● WHAT YOU ARE ASKED TO DO: Reproduce the part of the listing that runs from the line containing "child in blue" through the end of the listing, both ends included, with every line unchanged.

● SOURCE DATA:

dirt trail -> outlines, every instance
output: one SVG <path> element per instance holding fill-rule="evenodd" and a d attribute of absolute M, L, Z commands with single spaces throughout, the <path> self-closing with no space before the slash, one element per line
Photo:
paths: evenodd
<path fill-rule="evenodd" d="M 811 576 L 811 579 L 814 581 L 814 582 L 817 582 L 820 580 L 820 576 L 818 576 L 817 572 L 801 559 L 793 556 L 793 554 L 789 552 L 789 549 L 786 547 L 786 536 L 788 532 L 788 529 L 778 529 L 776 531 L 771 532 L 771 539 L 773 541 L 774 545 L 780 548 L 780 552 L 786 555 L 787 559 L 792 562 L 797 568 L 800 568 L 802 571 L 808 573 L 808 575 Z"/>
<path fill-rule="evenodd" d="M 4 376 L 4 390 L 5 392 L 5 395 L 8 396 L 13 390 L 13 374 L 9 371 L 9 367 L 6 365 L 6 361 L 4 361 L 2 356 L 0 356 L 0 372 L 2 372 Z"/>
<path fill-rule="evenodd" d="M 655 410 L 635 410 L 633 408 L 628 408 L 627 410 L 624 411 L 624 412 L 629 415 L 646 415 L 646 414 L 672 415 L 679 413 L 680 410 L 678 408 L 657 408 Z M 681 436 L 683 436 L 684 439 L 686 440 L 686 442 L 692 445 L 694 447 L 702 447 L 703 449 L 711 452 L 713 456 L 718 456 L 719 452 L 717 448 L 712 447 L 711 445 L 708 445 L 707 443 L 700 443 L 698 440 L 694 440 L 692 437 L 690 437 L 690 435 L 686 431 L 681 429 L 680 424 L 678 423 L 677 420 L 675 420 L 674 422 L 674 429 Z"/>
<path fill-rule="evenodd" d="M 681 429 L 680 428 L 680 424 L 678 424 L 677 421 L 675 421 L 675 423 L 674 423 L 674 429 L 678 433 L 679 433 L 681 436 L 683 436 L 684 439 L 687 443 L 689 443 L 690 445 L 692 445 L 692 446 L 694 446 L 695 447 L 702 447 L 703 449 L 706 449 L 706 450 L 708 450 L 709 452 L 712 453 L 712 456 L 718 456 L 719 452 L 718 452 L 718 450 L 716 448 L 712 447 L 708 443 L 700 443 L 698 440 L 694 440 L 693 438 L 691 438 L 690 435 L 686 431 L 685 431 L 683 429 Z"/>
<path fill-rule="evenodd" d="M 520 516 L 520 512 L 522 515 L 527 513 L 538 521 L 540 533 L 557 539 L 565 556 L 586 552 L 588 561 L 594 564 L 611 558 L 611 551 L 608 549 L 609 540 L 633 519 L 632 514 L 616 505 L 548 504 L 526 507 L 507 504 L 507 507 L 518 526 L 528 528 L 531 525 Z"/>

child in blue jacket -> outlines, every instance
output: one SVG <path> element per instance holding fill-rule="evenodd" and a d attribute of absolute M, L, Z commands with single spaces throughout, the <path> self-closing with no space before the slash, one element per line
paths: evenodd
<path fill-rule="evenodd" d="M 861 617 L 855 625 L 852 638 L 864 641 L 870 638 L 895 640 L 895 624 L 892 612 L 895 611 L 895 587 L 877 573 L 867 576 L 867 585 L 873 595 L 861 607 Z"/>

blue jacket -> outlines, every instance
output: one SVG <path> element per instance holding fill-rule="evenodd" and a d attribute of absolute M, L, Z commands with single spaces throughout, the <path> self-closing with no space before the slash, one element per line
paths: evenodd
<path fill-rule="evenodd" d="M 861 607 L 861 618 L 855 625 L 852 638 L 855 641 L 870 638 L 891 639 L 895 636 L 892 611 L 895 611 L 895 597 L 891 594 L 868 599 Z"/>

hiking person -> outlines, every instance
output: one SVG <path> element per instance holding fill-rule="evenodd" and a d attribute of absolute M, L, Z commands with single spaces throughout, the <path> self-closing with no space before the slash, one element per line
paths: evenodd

● COMPLETE OUTPUT:
child in blue jacket -> outlines, every instance
output: one SVG <path> element per instance holding fill-rule="evenodd" and a d attribute of absolute M, L, Z commands with single spaces throughout, the <path> self-closing with no space before the slash, one element per line
paths: evenodd
<path fill-rule="evenodd" d="M 861 617 L 855 625 L 852 638 L 864 641 L 870 638 L 895 640 L 895 624 L 892 612 L 895 611 L 895 587 L 877 573 L 867 576 L 867 585 L 873 595 L 861 607 Z"/>

blue jacket -> outlines, every instance
output: one SVG <path> element per instance holding fill-rule="evenodd" and a d attribute of absolute M, L, Z commands with single spaces throughout, the <path> self-closing with no space before the slash, one element per line
paths: evenodd
<path fill-rule="evenodd" d="M 861 607 L 861 618 L 855 625 L 852 638 L 855 641 L 870 638 L 891 639 L 895 636 L 892 611 L 895 611 L 895 597 L 891 594 L 868 599 Z"/>

hiking person -> outlines, every instance
output: one SVG <path> element per instance holding fill-rule="evenodd" and a d attribute of absolute M, L, Z commands with single spaces throughout, the <path> self-closing with no space before the slash, one element per line
paths: evenodd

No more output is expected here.